— Start of Records —

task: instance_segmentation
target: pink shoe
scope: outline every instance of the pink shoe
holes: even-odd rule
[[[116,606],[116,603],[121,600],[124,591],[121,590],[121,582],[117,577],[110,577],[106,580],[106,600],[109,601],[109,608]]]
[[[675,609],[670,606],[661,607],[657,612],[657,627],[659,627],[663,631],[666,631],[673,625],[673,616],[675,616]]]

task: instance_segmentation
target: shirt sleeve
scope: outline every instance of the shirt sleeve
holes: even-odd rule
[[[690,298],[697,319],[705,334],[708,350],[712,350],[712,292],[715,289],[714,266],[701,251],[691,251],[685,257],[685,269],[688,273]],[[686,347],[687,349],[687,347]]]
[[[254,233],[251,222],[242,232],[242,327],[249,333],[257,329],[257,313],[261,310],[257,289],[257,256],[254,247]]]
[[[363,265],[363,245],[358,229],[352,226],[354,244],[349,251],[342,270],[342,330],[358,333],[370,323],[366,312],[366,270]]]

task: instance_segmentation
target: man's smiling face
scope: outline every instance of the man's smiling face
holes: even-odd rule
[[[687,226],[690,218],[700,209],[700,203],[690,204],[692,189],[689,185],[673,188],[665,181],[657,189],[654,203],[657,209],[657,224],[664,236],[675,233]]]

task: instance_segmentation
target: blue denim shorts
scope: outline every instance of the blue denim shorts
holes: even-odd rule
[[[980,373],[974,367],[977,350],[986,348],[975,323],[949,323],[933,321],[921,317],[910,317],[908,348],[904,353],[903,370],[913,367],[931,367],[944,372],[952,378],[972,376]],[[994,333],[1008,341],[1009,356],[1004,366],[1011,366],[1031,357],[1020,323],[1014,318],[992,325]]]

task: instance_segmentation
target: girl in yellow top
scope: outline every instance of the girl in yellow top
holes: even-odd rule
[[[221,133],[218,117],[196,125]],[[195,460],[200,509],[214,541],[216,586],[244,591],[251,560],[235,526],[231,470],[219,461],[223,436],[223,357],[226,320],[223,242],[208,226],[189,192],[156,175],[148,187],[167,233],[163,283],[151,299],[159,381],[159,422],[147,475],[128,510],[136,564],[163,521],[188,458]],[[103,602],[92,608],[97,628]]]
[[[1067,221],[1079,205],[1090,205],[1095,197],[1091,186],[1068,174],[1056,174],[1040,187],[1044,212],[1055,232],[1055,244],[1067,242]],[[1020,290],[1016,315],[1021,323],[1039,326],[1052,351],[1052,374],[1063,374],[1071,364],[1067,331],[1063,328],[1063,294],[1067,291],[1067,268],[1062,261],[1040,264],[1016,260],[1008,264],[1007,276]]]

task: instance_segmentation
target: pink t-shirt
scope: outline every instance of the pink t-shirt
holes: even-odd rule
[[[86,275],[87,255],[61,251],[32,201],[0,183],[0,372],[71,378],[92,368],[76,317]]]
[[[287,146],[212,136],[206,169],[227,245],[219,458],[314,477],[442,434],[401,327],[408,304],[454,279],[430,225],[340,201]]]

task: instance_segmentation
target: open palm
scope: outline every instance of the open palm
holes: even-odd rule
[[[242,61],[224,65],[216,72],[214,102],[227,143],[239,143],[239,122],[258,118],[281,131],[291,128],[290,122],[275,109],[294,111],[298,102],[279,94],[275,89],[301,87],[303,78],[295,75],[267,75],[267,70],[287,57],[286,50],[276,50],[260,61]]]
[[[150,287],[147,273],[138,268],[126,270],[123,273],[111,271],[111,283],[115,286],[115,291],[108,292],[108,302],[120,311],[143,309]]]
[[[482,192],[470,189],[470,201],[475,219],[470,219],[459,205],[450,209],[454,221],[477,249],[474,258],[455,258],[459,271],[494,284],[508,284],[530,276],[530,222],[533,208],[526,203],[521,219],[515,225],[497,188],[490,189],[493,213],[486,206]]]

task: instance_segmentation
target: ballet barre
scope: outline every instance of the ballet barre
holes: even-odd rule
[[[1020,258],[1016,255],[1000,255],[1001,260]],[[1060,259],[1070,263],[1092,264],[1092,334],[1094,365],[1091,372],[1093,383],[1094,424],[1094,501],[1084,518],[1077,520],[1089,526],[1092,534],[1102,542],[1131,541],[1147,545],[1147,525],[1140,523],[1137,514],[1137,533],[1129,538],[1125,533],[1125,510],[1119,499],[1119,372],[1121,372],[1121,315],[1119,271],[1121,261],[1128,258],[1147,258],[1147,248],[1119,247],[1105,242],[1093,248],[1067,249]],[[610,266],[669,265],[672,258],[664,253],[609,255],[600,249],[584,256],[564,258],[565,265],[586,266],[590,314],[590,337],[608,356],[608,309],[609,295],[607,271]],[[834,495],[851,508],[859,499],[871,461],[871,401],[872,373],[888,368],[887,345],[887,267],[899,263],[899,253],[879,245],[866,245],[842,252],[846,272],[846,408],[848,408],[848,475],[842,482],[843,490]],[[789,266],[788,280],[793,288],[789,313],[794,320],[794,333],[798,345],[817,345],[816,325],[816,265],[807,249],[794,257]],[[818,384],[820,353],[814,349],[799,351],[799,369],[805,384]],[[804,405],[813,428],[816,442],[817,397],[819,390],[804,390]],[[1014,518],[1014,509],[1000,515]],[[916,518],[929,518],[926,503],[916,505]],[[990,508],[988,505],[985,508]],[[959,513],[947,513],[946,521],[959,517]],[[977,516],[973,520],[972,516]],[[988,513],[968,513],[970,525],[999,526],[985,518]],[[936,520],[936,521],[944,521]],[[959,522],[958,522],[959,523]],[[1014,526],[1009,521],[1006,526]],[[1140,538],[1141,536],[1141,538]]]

— End of Records —
— Start of Records —

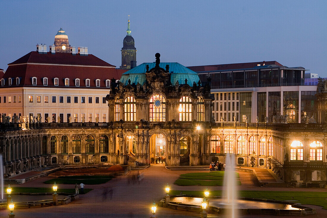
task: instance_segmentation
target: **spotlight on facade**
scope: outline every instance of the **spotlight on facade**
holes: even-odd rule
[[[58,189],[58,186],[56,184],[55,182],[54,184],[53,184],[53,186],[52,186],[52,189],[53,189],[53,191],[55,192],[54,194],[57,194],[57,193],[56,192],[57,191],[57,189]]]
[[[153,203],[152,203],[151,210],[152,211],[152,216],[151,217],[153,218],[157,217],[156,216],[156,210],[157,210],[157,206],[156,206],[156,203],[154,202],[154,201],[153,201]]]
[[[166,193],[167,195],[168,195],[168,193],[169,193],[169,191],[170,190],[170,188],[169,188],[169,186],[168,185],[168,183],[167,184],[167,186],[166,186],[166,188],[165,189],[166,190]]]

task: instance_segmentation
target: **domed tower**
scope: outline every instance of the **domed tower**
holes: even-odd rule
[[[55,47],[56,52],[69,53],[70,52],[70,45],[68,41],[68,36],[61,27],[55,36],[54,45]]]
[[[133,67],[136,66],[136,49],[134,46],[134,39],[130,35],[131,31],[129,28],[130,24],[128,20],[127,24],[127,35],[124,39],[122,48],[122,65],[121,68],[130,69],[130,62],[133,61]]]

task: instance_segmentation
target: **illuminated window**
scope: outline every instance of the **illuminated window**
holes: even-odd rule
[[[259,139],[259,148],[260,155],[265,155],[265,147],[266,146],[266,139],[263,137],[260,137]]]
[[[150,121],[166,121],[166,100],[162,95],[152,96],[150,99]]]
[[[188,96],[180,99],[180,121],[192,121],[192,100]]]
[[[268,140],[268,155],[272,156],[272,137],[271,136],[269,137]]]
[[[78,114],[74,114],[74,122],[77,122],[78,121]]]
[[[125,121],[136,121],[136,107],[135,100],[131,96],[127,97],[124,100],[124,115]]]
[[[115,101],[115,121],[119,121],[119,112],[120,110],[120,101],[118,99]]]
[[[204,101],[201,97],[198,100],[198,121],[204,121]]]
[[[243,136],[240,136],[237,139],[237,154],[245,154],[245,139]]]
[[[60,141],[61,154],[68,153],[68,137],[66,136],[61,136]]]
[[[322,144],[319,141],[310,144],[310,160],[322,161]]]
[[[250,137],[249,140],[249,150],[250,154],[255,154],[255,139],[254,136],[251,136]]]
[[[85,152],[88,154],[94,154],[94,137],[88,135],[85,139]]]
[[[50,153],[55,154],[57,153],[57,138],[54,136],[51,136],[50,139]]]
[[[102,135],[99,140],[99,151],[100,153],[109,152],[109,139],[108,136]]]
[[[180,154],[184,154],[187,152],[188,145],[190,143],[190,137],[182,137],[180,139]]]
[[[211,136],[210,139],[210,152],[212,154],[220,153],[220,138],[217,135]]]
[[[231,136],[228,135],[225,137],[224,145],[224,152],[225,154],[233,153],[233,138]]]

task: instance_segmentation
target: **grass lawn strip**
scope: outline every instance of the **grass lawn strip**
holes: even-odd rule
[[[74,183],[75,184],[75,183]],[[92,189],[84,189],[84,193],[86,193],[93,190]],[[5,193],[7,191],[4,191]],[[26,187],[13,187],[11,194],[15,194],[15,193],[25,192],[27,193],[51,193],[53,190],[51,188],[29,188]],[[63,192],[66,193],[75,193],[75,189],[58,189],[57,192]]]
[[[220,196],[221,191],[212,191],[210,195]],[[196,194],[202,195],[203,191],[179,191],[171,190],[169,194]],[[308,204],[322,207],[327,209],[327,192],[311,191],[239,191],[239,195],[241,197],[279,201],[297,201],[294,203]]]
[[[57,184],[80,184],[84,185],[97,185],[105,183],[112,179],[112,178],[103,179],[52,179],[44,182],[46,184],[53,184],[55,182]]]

— End of Records —

Locate each line in the items above that contains the word "face" and copy those lines.

target: man's smiling face
scope: outline every instance of the man's smiling face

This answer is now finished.